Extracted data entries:
[START]

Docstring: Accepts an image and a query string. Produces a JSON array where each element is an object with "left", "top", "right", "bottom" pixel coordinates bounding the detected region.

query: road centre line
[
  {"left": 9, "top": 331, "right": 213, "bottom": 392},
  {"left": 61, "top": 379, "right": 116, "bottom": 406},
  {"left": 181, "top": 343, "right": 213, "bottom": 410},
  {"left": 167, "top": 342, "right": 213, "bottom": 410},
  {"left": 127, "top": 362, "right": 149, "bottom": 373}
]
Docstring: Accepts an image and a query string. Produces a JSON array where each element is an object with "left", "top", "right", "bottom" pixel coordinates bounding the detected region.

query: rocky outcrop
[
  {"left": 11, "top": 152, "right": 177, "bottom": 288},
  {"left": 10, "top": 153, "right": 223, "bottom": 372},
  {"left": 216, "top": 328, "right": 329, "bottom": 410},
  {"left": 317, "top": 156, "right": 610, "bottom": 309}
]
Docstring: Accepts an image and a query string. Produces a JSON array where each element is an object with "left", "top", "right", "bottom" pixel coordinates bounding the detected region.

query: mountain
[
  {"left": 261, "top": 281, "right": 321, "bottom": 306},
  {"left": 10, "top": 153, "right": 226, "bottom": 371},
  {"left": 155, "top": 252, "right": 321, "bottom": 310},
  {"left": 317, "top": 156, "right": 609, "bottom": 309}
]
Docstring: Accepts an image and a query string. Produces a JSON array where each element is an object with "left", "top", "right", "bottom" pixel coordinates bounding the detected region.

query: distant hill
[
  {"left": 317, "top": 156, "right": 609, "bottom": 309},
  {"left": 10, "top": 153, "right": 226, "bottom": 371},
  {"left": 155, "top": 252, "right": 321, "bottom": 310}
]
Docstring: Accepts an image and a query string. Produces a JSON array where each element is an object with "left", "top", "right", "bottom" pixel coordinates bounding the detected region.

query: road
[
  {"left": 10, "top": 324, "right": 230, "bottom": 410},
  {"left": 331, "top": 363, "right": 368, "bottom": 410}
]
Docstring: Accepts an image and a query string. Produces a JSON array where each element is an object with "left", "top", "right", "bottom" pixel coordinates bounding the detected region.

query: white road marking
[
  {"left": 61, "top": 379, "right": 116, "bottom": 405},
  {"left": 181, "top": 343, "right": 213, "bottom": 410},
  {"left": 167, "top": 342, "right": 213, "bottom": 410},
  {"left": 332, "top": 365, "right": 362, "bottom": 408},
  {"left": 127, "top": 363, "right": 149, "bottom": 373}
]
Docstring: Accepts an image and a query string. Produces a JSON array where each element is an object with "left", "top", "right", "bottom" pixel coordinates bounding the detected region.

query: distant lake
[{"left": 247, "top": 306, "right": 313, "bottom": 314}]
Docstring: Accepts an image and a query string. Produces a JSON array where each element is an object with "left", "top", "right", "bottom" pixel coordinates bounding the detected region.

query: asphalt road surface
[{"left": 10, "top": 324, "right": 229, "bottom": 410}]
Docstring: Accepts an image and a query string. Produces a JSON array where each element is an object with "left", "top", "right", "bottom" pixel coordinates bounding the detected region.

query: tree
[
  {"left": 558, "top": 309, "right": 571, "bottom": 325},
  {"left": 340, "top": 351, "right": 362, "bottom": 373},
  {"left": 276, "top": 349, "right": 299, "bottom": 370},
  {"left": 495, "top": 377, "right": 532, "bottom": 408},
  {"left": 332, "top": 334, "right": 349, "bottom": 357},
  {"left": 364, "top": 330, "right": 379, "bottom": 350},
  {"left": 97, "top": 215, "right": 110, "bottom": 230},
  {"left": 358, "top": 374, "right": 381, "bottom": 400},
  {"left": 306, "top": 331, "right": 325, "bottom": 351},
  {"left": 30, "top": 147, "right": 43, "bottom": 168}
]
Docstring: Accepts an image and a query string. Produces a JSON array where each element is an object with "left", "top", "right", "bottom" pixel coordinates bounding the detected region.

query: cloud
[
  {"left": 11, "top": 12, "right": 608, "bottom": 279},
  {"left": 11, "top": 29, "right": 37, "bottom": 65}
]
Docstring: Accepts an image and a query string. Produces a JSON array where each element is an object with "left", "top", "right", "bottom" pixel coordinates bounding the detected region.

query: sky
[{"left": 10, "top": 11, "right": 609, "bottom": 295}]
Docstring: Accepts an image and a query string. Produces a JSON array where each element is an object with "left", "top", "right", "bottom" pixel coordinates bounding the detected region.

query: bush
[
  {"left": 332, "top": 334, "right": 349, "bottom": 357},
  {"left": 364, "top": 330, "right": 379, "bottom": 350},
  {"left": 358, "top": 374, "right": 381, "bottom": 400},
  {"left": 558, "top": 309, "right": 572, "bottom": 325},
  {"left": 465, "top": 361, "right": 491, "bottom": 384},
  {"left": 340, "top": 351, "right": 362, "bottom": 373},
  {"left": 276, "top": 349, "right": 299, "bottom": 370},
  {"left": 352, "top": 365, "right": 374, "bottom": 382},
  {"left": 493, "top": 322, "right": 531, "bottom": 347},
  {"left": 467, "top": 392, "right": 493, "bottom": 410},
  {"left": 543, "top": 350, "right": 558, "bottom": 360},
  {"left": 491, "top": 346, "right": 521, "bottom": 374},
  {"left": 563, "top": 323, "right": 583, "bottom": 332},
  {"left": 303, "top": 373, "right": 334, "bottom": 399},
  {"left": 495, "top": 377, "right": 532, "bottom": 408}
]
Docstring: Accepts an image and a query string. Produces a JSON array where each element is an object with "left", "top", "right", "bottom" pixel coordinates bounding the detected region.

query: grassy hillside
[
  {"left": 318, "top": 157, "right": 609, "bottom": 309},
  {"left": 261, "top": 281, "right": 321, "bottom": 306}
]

[END]

Short task –
Count the lines in the material above that contain the string "road". Reply with the number alone.

Solution below –
4